*The task*
Please rescale the records below by writing out every line again, requests included, with each point coordinate in the answers multiplied by 1.3 and rounded to a whole number, halves up. Leave every number within the requests as it is.

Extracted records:

○ ○ ○ ○ ○ ○ ○

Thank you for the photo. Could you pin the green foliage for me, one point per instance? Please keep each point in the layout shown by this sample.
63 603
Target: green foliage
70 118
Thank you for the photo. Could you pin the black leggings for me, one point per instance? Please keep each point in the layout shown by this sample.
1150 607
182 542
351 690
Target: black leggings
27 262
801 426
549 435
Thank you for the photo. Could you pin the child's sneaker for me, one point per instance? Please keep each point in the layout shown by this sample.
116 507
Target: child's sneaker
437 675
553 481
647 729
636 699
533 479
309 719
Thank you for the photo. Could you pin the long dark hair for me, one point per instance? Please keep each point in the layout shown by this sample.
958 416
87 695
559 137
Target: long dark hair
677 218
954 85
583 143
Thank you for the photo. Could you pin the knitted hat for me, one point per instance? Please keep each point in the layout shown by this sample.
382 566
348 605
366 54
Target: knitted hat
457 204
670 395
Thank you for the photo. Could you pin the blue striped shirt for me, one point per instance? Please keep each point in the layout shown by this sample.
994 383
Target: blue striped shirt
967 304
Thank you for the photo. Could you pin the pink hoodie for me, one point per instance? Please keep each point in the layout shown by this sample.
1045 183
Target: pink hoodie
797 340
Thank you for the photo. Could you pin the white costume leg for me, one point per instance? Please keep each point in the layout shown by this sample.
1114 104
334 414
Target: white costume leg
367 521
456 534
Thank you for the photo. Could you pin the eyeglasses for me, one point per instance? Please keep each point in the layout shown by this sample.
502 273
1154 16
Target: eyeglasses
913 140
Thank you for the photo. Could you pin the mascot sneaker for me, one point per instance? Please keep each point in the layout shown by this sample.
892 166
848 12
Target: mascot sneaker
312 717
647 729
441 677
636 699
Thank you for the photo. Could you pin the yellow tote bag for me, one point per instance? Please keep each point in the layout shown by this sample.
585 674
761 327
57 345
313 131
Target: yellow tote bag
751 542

○ ○ ○ ○ ○ ○ ○

*Exercise result*
Thank you for the photo. Could you pin the green foliage for me, one point per instance? Please keep each point in the layout shown by this sample.
63 603
Target: green foliage
91 153
Thank you for the photo. Could you pin the black leggings for me, one point per instance? Please keep each point in the layout shown by this sample.
1150 607
182 542
351 690
Target: black leggings
35 341
1041 554
714 566
Thank you for the photo. Could you pin the child's sneaker for me, one point per instance? Please keep each point in the layout shown by this sample.
116 507
Target: child's sneaker
568 878
719 625
841 948
827 909
693 623
402 935
Thank you for the photo. Could you pin the long dark hair for me, one point per instance? Please keep each point in the layout shown by this sample.
958 416
87 695
559 137
Target: long dark hair
880 283
1240 111
758 186
Thank you for the photo. Could you pin the knitted hat for me, one point per instance? Please keep each point in the layout shown by this sample.
382 566
348 605
366 54
Target: knitted hat
594 265
871 514
Thank you for the photo. Could you pin the blue striped shirt for me, one point per instance? Please keep each point in the layout shown by this sample.
994 383
Target: blue striped shirt
1257 395
Thank you for the photo. Could you pin the pink hoodie for me, one point per instance? Please keep each point in the layout shown by this sample.
1045 183
Target: pink hoodie
1036 442
Thank you for the photo. Could you pin the white costume leg for me, one point per instance? Please keep each point in the layout shown by this sample.
1114 104
334 414
Target: white costume leg
477 677
593 694
Thank you for the photo. Could you pin the eyeglasses for me, one point per instance? Please keep each point in the layout shown by this sample.
502 273
1154 16
Target: eyeglasses
1187 182
Thank you for the photo. Could you pin the mascot sneaker for me, one point per instance? Please keep each point in the layout shown by this sample.
892 166
848 12
Target: mascot sneaker
406 932
841 948
573 880
827 909
Thank you for the photo. Could you pin the yellow tote bag for me, one point per instance? Please keep each point in the layout shown by this sample.
585 674
761 327
57 345
313 131
Target: yellow tote bag
976 705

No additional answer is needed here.